START Document extract
For the color, I use this scale:
- Green if the tester easily completed the task. For example, if the tester seemed to know exactly what to do, what menu item to activate or which icon to click, you would code the task in green for that tester.
- Yellow if the tester experienced some (but not too much) difficulty in the task.
- Orange if the tester had some trouble with the task. For example, if the tester had to poke around the menus for a while to find the right option, or had to hunt through toolbars and selection lists to locate the appropriate icon, you would code the task in orange for that tester.
- Red if the tester experienced severe difficulty in completing the task.
- Black if the tester was unable to figure out how to complete the task, and gave up.
There are some “hot” rows here, which show tasks that were difficult for testers: setting the font and colors in gedit, and setting a bookmark in Nautilus. Also searching for a file in Nautilus was a bit challenging, too. So my test recommended that the GNOME Design Team focus on these four to make them easier to do.
Let’s look at a heat map from a different usability test. Note that I tried to do a lot here, so you’ll see some empty cells. The gray “o” in each cell is where we didn’t have enough time to do that task. (Let this be a lesson: You need to be realistic in your time. Try for less than an hour, but reserve an hour for each test to make sure your testers have enough time.)
END Document extract
START Data for analysis
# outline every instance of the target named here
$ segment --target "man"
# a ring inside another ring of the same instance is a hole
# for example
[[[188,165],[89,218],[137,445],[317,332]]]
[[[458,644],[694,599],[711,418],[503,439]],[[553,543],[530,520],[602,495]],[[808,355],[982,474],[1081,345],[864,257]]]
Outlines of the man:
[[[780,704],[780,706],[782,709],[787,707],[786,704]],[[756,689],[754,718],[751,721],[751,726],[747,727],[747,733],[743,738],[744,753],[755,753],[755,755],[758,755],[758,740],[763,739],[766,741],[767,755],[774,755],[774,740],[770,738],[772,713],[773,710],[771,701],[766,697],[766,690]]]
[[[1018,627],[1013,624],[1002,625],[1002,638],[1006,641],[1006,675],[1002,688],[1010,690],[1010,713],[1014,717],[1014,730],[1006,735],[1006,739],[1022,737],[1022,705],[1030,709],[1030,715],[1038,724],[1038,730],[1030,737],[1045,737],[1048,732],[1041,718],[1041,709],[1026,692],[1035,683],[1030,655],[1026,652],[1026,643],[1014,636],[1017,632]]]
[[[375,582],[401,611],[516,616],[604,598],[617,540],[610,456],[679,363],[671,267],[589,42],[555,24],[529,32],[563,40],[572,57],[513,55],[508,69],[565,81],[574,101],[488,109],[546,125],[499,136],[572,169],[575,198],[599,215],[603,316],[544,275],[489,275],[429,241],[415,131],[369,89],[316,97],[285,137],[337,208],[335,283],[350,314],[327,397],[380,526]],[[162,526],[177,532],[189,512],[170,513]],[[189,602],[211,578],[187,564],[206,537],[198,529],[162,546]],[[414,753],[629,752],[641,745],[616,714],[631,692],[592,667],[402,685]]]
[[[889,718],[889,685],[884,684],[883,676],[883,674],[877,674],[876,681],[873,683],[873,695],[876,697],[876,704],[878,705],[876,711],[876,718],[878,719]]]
END Data for analysis
## Required action
Update the passage of the usability test write-up starting with "For the color, I" and going on through "and gave up.", using "button" in place of "icon". These items can be set aside.

## Final answer
For the color, I use this scale:
- Green if the tester easily completed the task. For example, if the tester seemed to know exactly what to do, what menu item to activate or which button to click, you would code the task in green for that tester.
- Yellow if the tester experienced some (but not too much) difficulty in the task.
- Orange if the tester had some trouble with the task. For example, if the tester had to poke around the menus for a while to find the right option, or had to hunt through toolbars and selection lists to locate the appropriate button, you would code the task in orange for that tester.
- Red if the tester experienced severe difficulty in completing the task.
- Black if the tester was unable to figure out how to complete the task, and gave up.